■ TASK TO CARRY OUT ■
When you copy the listing, skip the images and return each line verbatim.

[[ TASK DATA, beginning ]]

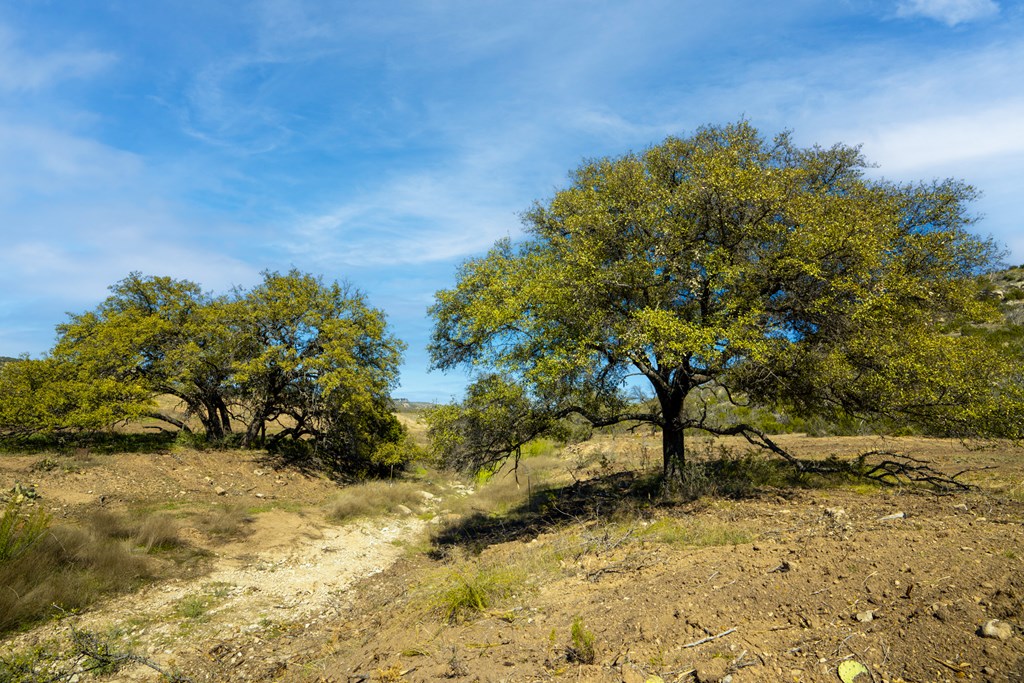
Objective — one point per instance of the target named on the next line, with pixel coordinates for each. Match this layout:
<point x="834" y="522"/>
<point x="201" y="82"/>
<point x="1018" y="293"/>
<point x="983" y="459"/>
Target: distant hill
<point x="1008" y="287"/>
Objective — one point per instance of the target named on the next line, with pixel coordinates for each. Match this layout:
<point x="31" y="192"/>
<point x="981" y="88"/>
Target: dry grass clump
<point x="467" y="592"/>
<point x="67" y="568"/>
<point x="224" y="522"/>
<point x="690" y="531"/>
<point x="150" y="532"/>
<point x="373" y="498"/>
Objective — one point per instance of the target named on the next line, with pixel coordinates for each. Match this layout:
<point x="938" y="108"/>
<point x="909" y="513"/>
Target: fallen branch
<point x="710" y="638"/>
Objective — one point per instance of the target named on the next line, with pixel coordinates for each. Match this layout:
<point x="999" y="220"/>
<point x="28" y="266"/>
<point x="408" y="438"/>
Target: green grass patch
<point x="372" y="499"/>
<point x="467" y="592"/>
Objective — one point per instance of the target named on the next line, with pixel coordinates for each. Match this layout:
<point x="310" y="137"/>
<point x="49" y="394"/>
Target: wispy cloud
<point x="950" y="12"/>
<point x="22" y="70"/>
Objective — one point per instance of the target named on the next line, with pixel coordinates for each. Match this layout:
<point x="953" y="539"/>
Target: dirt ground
<point x="774" y="583"/>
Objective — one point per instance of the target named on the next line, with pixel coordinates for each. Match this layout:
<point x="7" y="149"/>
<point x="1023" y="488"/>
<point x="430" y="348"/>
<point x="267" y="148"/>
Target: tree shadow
<point x="547" y="509"/>
<point x="96" y="442"/>
<point x="631" y="494"/>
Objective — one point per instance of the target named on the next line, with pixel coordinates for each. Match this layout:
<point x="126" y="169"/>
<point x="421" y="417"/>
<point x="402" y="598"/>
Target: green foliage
<point x="466" y="594"/>
<point x="54" y="395"/>
<point x="778" y="275"/>
<point x="582" y="648"/>
<point x="497" y="419"/>
<point x="305" y="367"/>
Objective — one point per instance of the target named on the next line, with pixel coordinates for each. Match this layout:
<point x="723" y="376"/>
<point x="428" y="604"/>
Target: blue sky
<point x="385" y="142"/>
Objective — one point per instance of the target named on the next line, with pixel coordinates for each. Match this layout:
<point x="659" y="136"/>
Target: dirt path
<point x="288" y="578"/>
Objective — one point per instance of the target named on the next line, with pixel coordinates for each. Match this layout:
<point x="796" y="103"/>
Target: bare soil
<point x="776" y="583"/>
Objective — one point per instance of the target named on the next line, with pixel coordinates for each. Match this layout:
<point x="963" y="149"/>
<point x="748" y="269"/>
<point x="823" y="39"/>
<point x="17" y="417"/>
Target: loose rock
<point x="995" y="629"/>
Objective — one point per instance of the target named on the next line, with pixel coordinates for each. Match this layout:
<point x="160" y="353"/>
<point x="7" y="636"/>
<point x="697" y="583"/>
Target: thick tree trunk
<point x="225" y="418"/>
<point x="673" y="451"/>
<point x="673" y="435"/>
<point x="211" y="422"/>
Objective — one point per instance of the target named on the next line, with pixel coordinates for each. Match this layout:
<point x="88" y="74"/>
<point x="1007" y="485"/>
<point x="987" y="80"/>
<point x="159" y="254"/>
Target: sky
<point x="385" y="142"/>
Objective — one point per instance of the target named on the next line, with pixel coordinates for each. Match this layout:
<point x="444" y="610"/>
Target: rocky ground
<point x="773" y="582"/>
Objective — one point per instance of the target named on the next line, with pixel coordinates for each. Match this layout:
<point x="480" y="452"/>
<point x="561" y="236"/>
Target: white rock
<point x="995" y="629"/>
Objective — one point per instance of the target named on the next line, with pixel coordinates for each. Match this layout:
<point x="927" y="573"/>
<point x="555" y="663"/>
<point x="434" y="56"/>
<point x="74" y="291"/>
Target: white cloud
<point x="991" y="131"/>
<point x="949" y="12"/>
<point x="44" y="161"/>
<point x="415" y="219"/>
<point x="22" y="71"/>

[[ TASK DATA, end ]]

■ EXPECTED ANSWER ■
Objective — one point per instance of the target named on the next line, with pixel coordinates for each. Match this layout:
<point x="834" y="522"/>
<point x="201" y="82"/>
<point x="1018" y="293"/>
<point x="983" y="459"/>
Target: distant hill
<point x="1008" y="287"/>
Objective — one point per instance of the target named on the next line, with pixel coordinates for each. Match this layout:
<point x="31" y="192"/>
<point x="981" y="88"/>
Target: dry grass clump
<point x="467" y="592"/>
<point x="67" y="568"/>
<point x="224" y="522"/>
<point x="690" y="531"/>
<point x="150" y="532"/>
<point x="373" y="498"/>
Objective — one point per instance of the target named on the next line, with pixel coordinates for each. Match this layout:
<point x="938" y="108"/>
<point x="909" y="513"/>
Target: fallen branch
<point x="710" y="638"/>
Objective — one point per instance of the target named on the next line, with pixel coordinates for each. Match this layout:
<point x="999" y="220"/>
<point x="28" y="266"/>
<point x="408" y="438"/>
Target: green grass patch
<point x="372" y="499"/>
<point x="467" y="592"/>
Objective — one point per instance of the target named on the next line, with pixel coordinates for each. Match this layout:
<point x="310" y="137"/>
<point x="49" y="394"/>
Target: wispy cloud
<point x="950" y="12"/>
<point x="22" y="70"/>
Objective — one point per instance of the target named on the next line, with pixel coordinates for each. Match this layout:
<point x="953" y="539"/>
Target: dirt ground
<point x="774" y="583"/>
Objective — one point per instance of the target named on the next line, with pixel coordinates for each. Match this layout:
<point x="7" y="149"/>
<point x="1023" y="488"/>
<point x="430" y="348"/>
<point x="267" y="148"/>
Target: tree shadow
<point x="547" y="509"/>
<point x="96" y="442"/>
<point x="631" y="494"/>
Objective — one point per instance of the target named on the next line, with pixel coordinates for each. Match this layout:
<point x="126" y="169"/>
<point x="421" y="417"/>
<point x="402" y="598"/>
Target: green foliage
<point x="466" y="594"/>
<point x="54" y="395"/>
<point x="778" y="275"/>
<point x="582" y="648"/>
<point x="497" y="419"/>
<point x="305" y="367"/>
Objective — one point per instance of the target named on the next line, with pixel coordinates for each. Match this layout:
<point x="723" y="376"/>
<point x="428" y="604"/>
Target: blue sky
<point x="385" y="142"/>
Objective — one point per instance of the target named on the next line, with pixel coordinates for each. Match this layout:
<point x="659" y="136"/>
Target: dirt path
<point x="288" y="578"/>
Objective — one point per instance of the target named on the next line, with pixel coordinates for each. Match this layout:
<point x="796" y="103"/>
Target: bare soil
<point x="776" y="583"/>
Objective — one point per instance of the target named on the next line, with pixel coordinates for each. Match this layout:
<point x="963" y="149"/>
<point x="748" y="269"/>
<point x="823" y="39"/>
<point x="17" y="417"/>
Target: loose rock
<point x="995" y="629"/>
Objective — one point per instance of the target named on the next line, with pixel coordinates for each. Match this layout:
<point x="160" y="353"/>
<point x="7" y="636"/>
<point x="697" y="583"/>
Target: thick tree trunk
<point x="225" y="418"/>
<point x="673" y="451"/>
<point x="673" y="435"/>
<point x="211" y="422"/>
Objective — one point per instance of the target named on the next line, with pixel coordinates for each. Match this layout:
<point x="88" y="74"/>
<point x="1007" y="485"/>
<point x="987" y="80"/>
<point x="159" y="254"/>
Target: sky
<point x="385" y="142"/>
Objective — one point per instance of the target named on the next line, with pixel coordinates for each. Match this layout:
<point x="444" y="610"/>
Target: rocky ground
<point x="773" y="582"/>
Objective — one point per instance of the target named on the next line, with pixel coordinates for each. Match this layout:
<point x="480" y="452"/>
<point x="561" y="236"/>
Target: white rock
<point x="995" y="629"/>
Objective — one point per instance of the target named on the next line, with pixel coordinates for each. Match this layout:
<point x="927" y="573"/>
<point x="555" y="663"/>
<point x="434" y="56"/>
<point x="74" y="291"/>
Target: white cloud
<point x="991" y="131"/>
<point x="949" y="12"/>
<point x="44" y="161"/>
<point x="415" y="219"/>
<point x="22" y="71"/>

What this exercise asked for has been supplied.